Friday, March 6, 2026

Friday, 3/6

Wow. I can't believe we're done for the year.

I'll have to keep this kinda short, because I'm off to NMU in a bit to tape the final episodes of “High School Bowl” of the season. We're doing two shows today, the semi-finals and the finals, as well as interviews and material for the "Season in Review" show, and it puts the wraps on another fun year, a year that seems like it just started yesterday.

But now, it's over.

I don't know if it seems like it's been a short season because it all went so smoothly, or because it's been a blast doing it, but I'm kind of stunned at how quickly it went. Maybe it's the fact that I've been doing it for a bit now; maybe it's because this year, more than any other, the young people on the show have been doing things like putting my face on their pants. I have no idea. I just know it's been a blast this season, and I'm very sorry to see it come to an end. Some familiar teams have made the semis, while there are a couple of surprises in there, as well. I can't wait to see how it turns out later today. You'll have to wait until the middle of April to see it for yourself, but trust me when I say this—there are some amazing moments still to come this season.

The season that, like I said, wraps up shooting in just a few minutes.

With that, I'm off to make sure my tie is straight. Have yourself a great weekend!

(jim@wmqt.com)

Thursday, March 5, 2026

Thursday, 3/5

As I mentioned a few days ago, I'm wrong about a lot of stuff. But I know I'm not wrong about this.

Marquette is usually one of the most beautiful places on the planet. During the summer there's green everywhere you look. During fall that green changes to a palette of polychromatic majesty. And even a snowfall during winter can have an ethereal beauty of its own.

At least the first few snowfalls of the year have that ethereal beauty. After that, all bets are off.

However, there's one segment of the year during which Marquette is not at its best. In fact, you could even make the claim that during that particular segment, Marquette is downright ugly. That period of time?

March.

Don't believe me?



That's a picture I took yesterday, as the sun & 45 degree temperatures reduced our six foot snowbanks into five foot snowbanks. And it, I think, proves my point. All winter long city crews dump sand everywhere, just to make sure that vehicles can make it up the wicked hills of Marquette. That sand is covered up by snowfall, so we really don't notice it when it's around. However, when the snow starts to melt, the sand doesn't, meaning the city turns, for several weeks, into a pile of giant brown mush.

And you know what? There's no way a city can look good when it resembles a pile of giant brown mush.
• • • •
Exercise prompt
In the blog text, what do city crews spread all winter so vehicles can get up Marquette's hills?
• • • •
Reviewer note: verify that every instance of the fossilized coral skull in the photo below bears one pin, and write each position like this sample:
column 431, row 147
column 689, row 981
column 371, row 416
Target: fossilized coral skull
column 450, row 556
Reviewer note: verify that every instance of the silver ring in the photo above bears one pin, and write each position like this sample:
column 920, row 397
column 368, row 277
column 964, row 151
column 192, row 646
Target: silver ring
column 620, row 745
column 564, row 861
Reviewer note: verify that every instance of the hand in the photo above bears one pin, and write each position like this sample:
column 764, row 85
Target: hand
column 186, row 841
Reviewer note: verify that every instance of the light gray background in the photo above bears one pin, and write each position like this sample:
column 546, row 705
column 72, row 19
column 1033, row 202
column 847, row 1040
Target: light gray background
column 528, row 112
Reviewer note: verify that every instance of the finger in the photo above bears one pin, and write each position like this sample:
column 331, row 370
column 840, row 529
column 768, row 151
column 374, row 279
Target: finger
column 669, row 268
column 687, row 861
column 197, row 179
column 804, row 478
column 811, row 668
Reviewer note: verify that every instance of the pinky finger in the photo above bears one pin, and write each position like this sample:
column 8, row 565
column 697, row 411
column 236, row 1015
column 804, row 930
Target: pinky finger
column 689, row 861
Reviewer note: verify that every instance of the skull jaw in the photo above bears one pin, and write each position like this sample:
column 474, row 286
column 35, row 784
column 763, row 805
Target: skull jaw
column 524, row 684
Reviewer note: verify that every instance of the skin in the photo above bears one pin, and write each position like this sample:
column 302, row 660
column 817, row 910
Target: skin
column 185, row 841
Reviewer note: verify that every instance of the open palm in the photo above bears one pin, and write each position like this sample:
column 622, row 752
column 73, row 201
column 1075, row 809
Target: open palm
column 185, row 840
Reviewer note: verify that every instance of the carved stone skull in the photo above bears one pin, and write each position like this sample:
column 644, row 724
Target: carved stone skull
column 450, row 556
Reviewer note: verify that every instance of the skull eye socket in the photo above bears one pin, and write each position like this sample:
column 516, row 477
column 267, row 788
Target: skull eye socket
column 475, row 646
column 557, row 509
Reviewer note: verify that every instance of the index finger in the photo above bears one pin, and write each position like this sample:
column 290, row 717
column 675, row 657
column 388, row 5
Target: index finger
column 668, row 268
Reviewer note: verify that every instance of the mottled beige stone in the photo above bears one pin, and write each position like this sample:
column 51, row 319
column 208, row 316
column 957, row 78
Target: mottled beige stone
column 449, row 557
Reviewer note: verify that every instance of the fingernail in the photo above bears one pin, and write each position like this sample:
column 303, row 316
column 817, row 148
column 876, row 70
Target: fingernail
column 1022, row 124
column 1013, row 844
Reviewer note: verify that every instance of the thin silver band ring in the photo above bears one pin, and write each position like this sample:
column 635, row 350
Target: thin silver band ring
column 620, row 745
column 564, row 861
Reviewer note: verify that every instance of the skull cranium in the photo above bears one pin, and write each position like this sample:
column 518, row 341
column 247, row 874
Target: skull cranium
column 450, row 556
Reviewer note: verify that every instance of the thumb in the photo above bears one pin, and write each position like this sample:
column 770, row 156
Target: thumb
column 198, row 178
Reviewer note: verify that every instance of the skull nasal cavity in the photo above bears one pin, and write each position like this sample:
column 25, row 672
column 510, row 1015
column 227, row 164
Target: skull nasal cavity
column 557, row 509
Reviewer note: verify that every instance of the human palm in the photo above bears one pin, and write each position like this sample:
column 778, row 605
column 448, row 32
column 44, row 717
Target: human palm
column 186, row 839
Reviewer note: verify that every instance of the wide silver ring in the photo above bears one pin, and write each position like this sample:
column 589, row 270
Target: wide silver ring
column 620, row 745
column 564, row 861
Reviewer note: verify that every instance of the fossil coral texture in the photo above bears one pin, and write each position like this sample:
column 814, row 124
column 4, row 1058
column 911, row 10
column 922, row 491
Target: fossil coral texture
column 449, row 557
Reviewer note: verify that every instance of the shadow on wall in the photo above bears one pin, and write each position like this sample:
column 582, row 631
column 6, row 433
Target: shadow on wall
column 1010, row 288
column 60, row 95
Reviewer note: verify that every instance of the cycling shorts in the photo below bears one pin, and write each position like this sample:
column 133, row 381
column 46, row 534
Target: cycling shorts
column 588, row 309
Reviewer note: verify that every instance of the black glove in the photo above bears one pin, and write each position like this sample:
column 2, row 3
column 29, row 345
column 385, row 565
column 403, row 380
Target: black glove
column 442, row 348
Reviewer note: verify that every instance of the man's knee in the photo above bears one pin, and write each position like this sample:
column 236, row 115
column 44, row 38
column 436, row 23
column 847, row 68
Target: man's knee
• • • •
Exercise output
They spread sand.